• **ページ本文**
<<<<

まず、最も単純な、グリシンやアラニン、が考えられます。

 GADV仮説によると、グリシン、アラニン、アスパラギン酸、バリン、からなるGADVタンパク質から生命が形成されたようです・・・

真正細菌で開始コドンとして使用されることもあるバリン(GUG)の横は、アスパラギン酸ではなく、グルタミン酸なのが気になります コドン表・・・

 

次に、縮重から考えると、最も多い6つのコドンで指定されているロイシン、セリン、アルギニン、ですが・・・

これは、自然選択の結果、徐々に増えていった可能性も考えられます。

 あと、ロイシンだけが、別の場所にあるのはなぜでしょう?

>>>>

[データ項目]
<<<<

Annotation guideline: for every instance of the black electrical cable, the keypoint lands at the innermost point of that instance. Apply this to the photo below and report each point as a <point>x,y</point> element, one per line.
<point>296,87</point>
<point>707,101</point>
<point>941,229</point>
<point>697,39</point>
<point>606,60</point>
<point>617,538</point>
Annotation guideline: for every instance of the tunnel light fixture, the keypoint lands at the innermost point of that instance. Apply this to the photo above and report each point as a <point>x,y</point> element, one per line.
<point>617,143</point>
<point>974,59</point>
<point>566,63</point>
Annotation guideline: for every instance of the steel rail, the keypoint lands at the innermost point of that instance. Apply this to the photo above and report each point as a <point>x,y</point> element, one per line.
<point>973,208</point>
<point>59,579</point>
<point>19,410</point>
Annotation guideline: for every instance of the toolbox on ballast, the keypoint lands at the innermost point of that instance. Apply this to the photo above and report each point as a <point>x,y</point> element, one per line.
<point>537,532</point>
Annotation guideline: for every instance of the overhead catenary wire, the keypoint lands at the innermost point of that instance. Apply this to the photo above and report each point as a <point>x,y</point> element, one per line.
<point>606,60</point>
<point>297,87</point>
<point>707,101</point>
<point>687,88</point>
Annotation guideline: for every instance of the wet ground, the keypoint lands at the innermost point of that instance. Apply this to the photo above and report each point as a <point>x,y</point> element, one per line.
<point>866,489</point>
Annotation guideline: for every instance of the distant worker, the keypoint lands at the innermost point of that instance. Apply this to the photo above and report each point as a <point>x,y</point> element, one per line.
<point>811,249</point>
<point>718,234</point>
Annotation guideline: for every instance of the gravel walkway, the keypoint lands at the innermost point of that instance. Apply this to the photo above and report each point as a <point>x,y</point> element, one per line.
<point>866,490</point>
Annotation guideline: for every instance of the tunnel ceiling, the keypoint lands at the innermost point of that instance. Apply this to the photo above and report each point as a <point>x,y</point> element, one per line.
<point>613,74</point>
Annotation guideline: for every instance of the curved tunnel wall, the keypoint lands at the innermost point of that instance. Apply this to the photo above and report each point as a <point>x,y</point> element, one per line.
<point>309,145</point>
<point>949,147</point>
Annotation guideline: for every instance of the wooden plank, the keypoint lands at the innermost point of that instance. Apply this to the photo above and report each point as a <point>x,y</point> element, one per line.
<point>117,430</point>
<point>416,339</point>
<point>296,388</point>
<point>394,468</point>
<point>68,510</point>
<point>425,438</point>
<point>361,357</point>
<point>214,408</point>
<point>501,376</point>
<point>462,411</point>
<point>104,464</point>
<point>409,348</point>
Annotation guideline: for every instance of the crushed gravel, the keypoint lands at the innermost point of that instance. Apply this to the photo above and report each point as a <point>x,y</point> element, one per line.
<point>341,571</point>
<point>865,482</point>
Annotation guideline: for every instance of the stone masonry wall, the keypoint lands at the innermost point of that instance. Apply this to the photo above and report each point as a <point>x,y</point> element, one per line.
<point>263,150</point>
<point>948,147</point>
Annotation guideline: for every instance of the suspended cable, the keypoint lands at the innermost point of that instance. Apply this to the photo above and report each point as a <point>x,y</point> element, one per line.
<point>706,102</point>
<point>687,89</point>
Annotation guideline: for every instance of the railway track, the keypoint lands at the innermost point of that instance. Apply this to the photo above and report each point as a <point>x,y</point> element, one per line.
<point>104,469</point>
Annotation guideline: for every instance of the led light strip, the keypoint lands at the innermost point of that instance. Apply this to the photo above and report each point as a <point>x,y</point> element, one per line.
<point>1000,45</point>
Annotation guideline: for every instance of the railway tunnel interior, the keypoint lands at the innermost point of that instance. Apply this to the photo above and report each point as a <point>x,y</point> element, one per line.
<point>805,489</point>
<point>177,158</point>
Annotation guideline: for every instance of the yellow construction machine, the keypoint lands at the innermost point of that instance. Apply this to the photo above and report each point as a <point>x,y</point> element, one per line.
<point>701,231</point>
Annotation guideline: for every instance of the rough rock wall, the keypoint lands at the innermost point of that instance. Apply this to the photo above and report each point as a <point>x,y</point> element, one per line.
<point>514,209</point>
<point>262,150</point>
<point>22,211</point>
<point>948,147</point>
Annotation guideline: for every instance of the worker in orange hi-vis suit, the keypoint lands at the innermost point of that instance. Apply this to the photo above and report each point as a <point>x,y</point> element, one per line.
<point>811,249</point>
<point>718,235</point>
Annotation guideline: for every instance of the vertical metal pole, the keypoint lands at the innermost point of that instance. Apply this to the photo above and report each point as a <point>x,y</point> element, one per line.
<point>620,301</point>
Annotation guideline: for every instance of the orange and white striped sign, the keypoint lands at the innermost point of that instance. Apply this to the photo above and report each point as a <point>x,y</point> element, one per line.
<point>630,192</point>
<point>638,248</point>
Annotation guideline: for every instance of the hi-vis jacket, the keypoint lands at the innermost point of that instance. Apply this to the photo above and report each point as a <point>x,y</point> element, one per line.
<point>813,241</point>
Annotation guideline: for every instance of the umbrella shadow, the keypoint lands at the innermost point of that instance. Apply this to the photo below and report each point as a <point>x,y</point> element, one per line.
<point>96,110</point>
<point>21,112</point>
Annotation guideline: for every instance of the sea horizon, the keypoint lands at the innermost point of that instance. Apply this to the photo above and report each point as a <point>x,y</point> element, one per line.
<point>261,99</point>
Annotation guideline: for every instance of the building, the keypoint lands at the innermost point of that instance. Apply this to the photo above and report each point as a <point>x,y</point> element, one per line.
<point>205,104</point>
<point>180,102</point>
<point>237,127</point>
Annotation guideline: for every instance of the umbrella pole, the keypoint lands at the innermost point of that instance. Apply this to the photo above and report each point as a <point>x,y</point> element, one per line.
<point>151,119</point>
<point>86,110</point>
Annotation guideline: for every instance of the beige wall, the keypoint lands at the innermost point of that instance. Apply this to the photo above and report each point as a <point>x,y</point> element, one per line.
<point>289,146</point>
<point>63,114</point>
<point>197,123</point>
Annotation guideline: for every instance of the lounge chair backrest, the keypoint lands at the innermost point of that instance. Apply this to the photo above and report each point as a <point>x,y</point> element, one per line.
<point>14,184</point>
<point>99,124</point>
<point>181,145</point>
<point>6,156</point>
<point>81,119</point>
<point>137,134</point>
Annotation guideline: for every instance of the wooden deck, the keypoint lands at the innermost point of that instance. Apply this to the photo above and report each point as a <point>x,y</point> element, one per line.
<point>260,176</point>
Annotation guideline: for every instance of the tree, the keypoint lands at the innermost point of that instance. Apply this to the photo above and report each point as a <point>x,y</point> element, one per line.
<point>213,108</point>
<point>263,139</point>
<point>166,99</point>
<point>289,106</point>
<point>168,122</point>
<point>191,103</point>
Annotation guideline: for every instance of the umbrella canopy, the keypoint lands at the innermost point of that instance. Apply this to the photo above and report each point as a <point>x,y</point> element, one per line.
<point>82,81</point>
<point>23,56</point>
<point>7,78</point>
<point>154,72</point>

>>>>

• **課題一覧**
1. アミノ酸とコドンの本文で「GADV仮説によると」で始まる段落を、主な内容を残して一文に縮めてください。
2. アミノ酸とコドンの本文を、最後の文の後から書き継ぐ。
データは本文とは関係がない。

• **番号別の解答**
1. GADV仮説では、生命はグリシン、アラニン、アスパラギン酸、バリンからなるGADVタンパク質から形成されたらしい。

2.
逆に、1つのコドンでのみ指定されている、メチオニントリプトファンは、生命が、その構成物質として最後に採用したのでしょうか・・・

エラーには弱いので、進化の過程で、自然選択されて減っていった可能性も考えられますが・・・

 トリプトファンは、アミノ酸の中で最も複雑な構造をしていますので、最後にできた可能性もありますが、

メチオニンは開始コドンとして重要ですし、更にメチオニンとATPが反応してできるS-アデノシルメチオニン(SAM)は、

メチル基供与体として重要と思いますので、最後に採用されたり、自然選択されて減ったりするのでしょうか?

 

・・・考えてみると、謎は深まるばかりです・・・実際は、どうだったのでしょうか???